__Problem statement__.
An exact copy of every record is the expected answer.

= Beginning of Section =

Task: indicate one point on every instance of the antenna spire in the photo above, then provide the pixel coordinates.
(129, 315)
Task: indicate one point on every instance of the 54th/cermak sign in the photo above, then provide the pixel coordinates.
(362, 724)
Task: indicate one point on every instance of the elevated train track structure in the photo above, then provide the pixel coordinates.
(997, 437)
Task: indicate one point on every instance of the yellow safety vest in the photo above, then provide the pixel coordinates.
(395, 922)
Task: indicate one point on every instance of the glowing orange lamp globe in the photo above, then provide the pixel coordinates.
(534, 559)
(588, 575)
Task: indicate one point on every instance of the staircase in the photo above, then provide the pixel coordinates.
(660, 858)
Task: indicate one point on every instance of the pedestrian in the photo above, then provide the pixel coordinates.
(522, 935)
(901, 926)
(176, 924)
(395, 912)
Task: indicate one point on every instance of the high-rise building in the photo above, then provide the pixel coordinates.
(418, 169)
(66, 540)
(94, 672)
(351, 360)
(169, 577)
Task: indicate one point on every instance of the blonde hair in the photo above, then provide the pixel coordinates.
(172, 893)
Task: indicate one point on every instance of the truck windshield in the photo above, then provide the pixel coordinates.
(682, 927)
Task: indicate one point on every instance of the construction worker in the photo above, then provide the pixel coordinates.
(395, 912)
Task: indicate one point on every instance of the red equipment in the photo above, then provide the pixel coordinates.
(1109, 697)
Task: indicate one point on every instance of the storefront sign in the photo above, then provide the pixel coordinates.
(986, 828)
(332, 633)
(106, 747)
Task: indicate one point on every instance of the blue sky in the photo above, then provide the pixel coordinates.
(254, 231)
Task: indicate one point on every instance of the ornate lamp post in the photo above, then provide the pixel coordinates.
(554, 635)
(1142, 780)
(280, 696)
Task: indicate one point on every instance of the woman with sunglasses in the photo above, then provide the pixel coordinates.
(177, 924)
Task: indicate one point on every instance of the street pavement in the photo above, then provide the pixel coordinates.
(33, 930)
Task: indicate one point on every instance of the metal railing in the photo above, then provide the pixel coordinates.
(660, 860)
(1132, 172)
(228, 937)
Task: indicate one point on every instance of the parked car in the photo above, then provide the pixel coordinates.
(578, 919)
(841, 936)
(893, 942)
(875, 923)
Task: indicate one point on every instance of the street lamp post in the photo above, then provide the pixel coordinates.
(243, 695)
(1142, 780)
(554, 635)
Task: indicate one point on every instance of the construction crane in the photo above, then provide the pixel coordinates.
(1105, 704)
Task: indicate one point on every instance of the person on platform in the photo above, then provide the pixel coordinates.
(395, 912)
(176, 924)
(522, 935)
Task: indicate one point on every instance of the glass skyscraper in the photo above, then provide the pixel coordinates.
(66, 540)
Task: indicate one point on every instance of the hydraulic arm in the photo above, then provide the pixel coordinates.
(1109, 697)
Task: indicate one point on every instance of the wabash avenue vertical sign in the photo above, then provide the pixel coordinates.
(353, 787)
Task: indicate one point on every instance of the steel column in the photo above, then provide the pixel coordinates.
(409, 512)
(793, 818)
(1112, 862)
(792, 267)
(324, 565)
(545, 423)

= End of Section =

__Written solution__.
Task: indicate one point on every instance of the antenna spire in the photo above, then provide the pixel coordinates.
(129, 315)
Task: indicate one point on every instance of the 54th/cermak sign in the photo above, then provide the pixel coordinates.
(362, 724)
Task: indicate one point on every instance of the elevated train track structure in the photo above, then provide the pixel coordinates.
(997, 437)
Task: indicate one point on every instance of the yellow safety vest in the photo above, then provide the pixel coordinates.
(395, 922)
Task: indicate one point on every instance of the glowing orange lamp globe in the photo above, then provide the pixel coordinates.
(534, 559)
(588, 575)
Task: indicate one point on every instance of the staircase in the photo above, then provide the pixel coordinates.
(660, 858)
Task: indicate one point on every instance of the pedestrian in the photo above, then provide the pixel coordinates.
(522, 935)
(901, 926)
(176, 924)
(395, 912)
Task: indicate one point on every instance of the high-rise building in the photo above, then provide the pixel coordinates.
(418, 169)
(66, 540)
(94, 672)
(351, 360)
(169, 577)
Task: indicate one point on every instance of the blonde hair in the photo above, then provide the pixel coordinates.
(172, 893)
Task: indicate one point on every instance of the truck windshield in the photo above, then provide the pixel coordinates.
(682, 927)
Task: indicate one point on every instance of the construction worker in the photo above, then provide the pixel coordinates.
(395, 912)
Task: indicate one point on every instance of the red equipment in the photo above, then provide the pixel coordinates.
(1109, 697)
Task: indicate one point on every instance of the storefront sign in the photo above, then provide the pixel coordinates.
(986, 828)
(332, 633)
(106, 747)
Task: indicate one point on every instance of the blue sky in the photo above, then provide the pixel coordinates.
(254, 231)
Task: indicate one point on every instance of the ornate lamp post in the photo above, then provide the pixel coordinates.
(554, 635)
(1142, 780)
(280, 696)
Task: indicate one point on every instance of the woman with sunglasses in the photo above, then provide the pixel coordinates.
(177, 924)
Task: indicate one point on every instance of the street pavement in the photo above, then provide the pixel coordinates.
(33, 930)
Task: indicate one point on every instance of the metal railing in the photo above, then provide the pixel coordinates.
(660, 860)
(1132, 172)
(228, 937)
Task: indicate one point on every instance of the parked car in the photo above, then provide the pixel coordinates.
(578, 919)
(841, 936)
(893, 942)
(875, 923)
Task: indicate one point on every instance of the street lamp post in the photo above, then provide the pixel coordinates.
(243, 695)
(1142, 780)
(554, 635)
Task: indicate one point on every instance of the construction crane in the photo above, then provide the pixel coordinates.
(1105, 704)
Task: indicate one point on every instance of the person on platform in the photo above, then provide the pixel coordinates.
(395, 912)
(176, 924)
(522, 935)
Task: indicate one point on every instance of the glass skyscraper in the photo above, then provide the pixel coordinates.
(66, 540)
Task: indicate one point on every instance of the hydraulic arm in the photo above, then provide the pixel coordinates.
(1109, 697)
Task: indicate one point on every instance of the wabash avenue vertical sign in the photo above, then provide the pixel coordinates.
(353, 787)
Task: indicate one point on every instance of the steel column in the photo above, then provide the pixel coordinates.
(409, 512)
(793, 818)
(1112, 862)
(792, 267)
(324, 565)
(545, 423)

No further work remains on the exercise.